*** Page extract ***

Subject understanding character sets and collation
Author Andrew Zenz

Hi all.


Somewhat new to FB and still trying to understand a few things.  Currently attempting to get a handle on character sets and collation. Apologies if the questions appear to be from a simpleton.


I have read a few articles on character sets, including:

and the glossary in the manual.


1. If I understand correctly, NONE as the default character set for a database means all char, varchar and blob(1) columns accept any input as presented, meaning rubbish (corrupt?) data may be able to be stored in/ retrieved from the database?


2. When doing an order by on a column with NONE as the character set, for example ‘ORDER BY E.SURNAME’, surnames in all CAPS will be displayed before surnames in lower case (honouring the ASCII values).  Testing shows this can be overcome by using ‘UPPER(E.SURNAME)’ but this can be tedious and repetitive.  Would setting a database character set such as UTF-8 with a collation of UNICODE_CI_AI (as indicated in the second link), as a default, overcome this?  What would happen if rubbish/corrupt/invalid data was written (or attempted) to the database?

*** Information provided ***

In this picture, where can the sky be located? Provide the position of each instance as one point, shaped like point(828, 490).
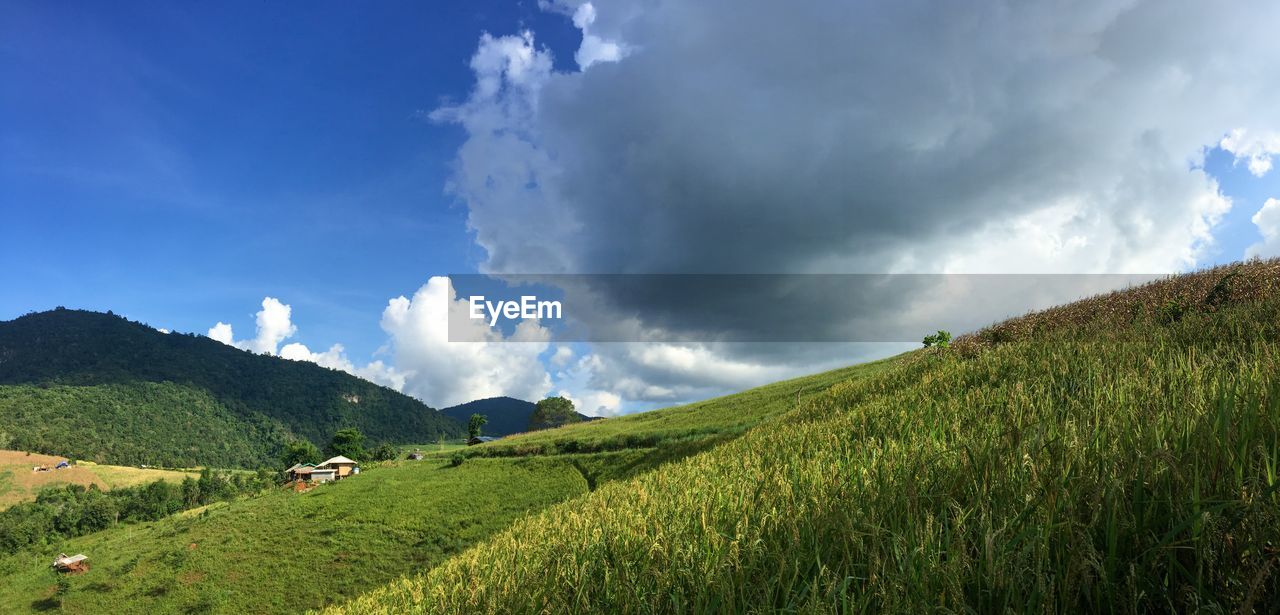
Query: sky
point(295, 177)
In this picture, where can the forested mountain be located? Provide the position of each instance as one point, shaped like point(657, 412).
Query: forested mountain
point(97, 386)
point(506, 415)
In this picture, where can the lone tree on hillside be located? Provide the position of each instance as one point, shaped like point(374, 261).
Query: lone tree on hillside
point(478, 420)
point(553, 411)
point(350, 443)
point(300, 451)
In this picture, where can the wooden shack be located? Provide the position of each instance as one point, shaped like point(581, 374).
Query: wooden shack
point(73, 564)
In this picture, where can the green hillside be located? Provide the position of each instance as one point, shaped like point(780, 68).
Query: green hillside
point(1118, 454)
point(263, 555)
point(286, 551)
point(96, 386)
point(506, 415)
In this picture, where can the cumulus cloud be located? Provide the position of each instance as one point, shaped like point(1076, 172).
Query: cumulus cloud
point(446, 373)
point(858, 137)
point(274, 324)
point(1267, 219)
point(1253, 149)
point(336, 358)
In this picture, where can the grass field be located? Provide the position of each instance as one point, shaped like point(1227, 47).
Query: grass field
point(284, 551)
point(18, 483)
point(716, 420)
point(1120, 455)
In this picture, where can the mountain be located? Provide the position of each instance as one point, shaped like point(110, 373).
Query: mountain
point(1116, 454)
point(506, 415)
point(97, 386)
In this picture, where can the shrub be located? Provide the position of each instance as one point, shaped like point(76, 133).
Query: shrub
point(942, 340)
point(1171, 311)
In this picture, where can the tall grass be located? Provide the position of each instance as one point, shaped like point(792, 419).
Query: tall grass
point(1088, 467)
point(716, 419)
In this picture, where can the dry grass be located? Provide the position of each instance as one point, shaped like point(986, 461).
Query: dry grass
point(1120, 455)
point(18, 483)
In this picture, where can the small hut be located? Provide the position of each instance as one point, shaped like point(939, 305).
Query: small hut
point(73, 564)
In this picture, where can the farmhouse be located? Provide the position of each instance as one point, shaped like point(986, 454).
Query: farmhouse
point(77, 563)
point(300, 472)
point(341, 465)
point(333, 469)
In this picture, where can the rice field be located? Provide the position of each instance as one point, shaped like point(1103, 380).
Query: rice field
point(1116, 455)
point(19, 483)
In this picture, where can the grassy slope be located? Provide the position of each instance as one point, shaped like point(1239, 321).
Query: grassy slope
point(394, 520)
point(1123, 454)
point(18, 483)
point(286, 551)
point(716, 419)
point(144, 423)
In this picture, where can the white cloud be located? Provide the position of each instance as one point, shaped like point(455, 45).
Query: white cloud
point(1252, 147)
point(1267, 219)
point(274, 324)
point(222, 332)
point(594, 48)
point(562, 355)
point(336, 358)
point(446, 373)
point(890, 137)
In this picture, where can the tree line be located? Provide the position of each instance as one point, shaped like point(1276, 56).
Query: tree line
point(71, 510)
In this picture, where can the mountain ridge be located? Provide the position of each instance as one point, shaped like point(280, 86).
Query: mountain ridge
point(77, 374)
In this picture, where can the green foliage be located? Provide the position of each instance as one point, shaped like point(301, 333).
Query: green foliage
point(717, 419)
point(553, 411)
point(383, 452)
point(99, 387)
point(941, 340)
point(1072, 469)
point(300, 451)
point(475, 423)
point(71, 510)
point(350, 443)
point(136, 423)
point(286, 552)
point(1171, 310)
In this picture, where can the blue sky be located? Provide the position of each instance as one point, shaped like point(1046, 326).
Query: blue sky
point(178, 163)
point(181, 163)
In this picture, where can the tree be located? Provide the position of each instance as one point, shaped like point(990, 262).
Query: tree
point(941, 340)
point(553, 411)
point(300, 451)
point(350, 443)
point(383, 452)
point(478, 420)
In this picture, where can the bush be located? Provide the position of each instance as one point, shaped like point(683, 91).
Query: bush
point(942, 340)
point(1171, 311)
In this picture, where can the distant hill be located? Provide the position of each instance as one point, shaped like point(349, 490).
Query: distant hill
point(506, 415)
point(97, 386)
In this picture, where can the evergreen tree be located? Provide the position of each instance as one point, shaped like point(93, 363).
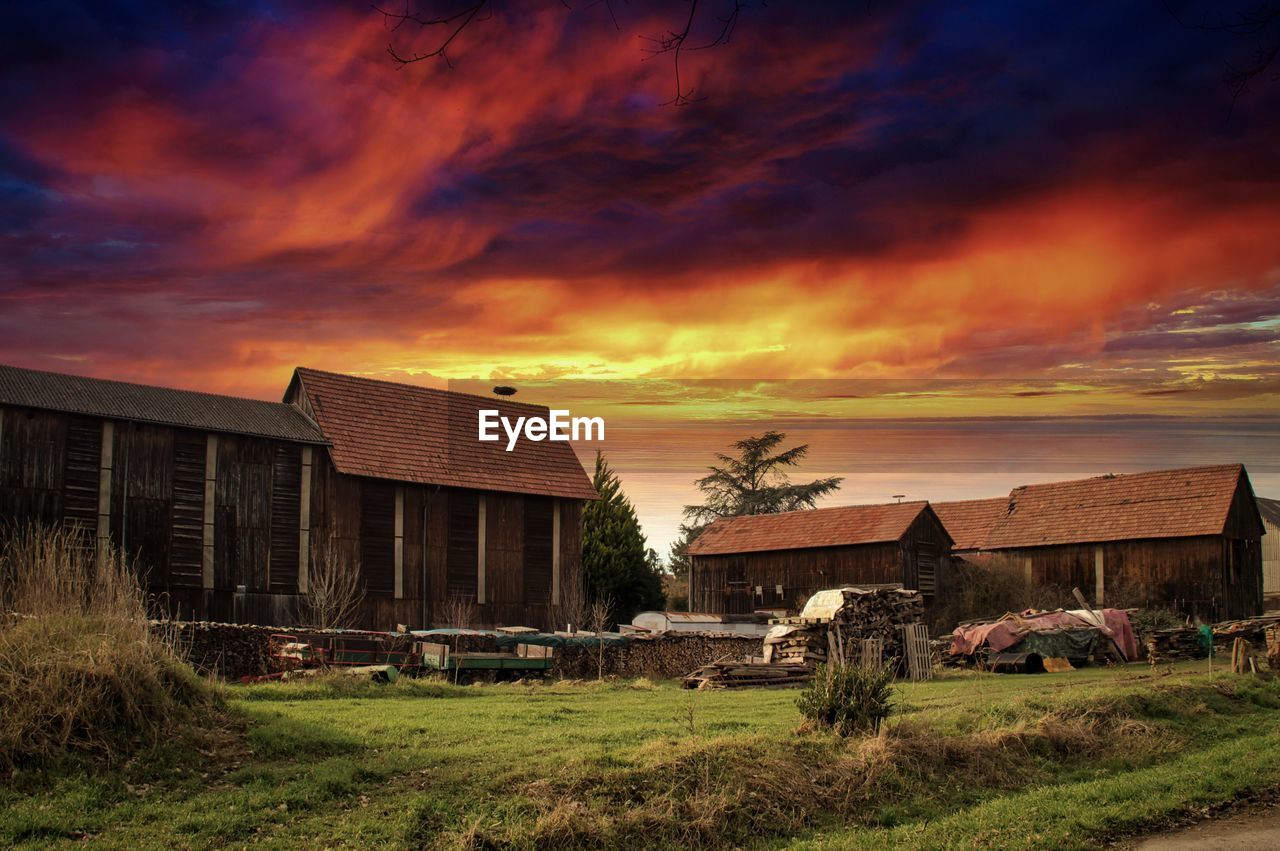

***

#### Complete the following:
1 > In the forum post on character sets and collation, what does testing show will stop surnames in all caps from sorting before lower-case surnames?
2 > Carry on the forum post on character sets and collation, starting right after its final sentence.
The entries have nothing to do with the forum post on character sets and collation.

#### In response:
1 > Ordering by UPPER(E.SURNAME).

2 >
While I work/develop in Australia and much of the data entry is going to be English, some of our clients may end up wanting to include European characters.


The inference from the articles seems to be that having NONE as a character set is acceptable, but ideally it should/must have a character set.


I am trying to avoid being bitten on the but later on.


Any suggestions appreciated.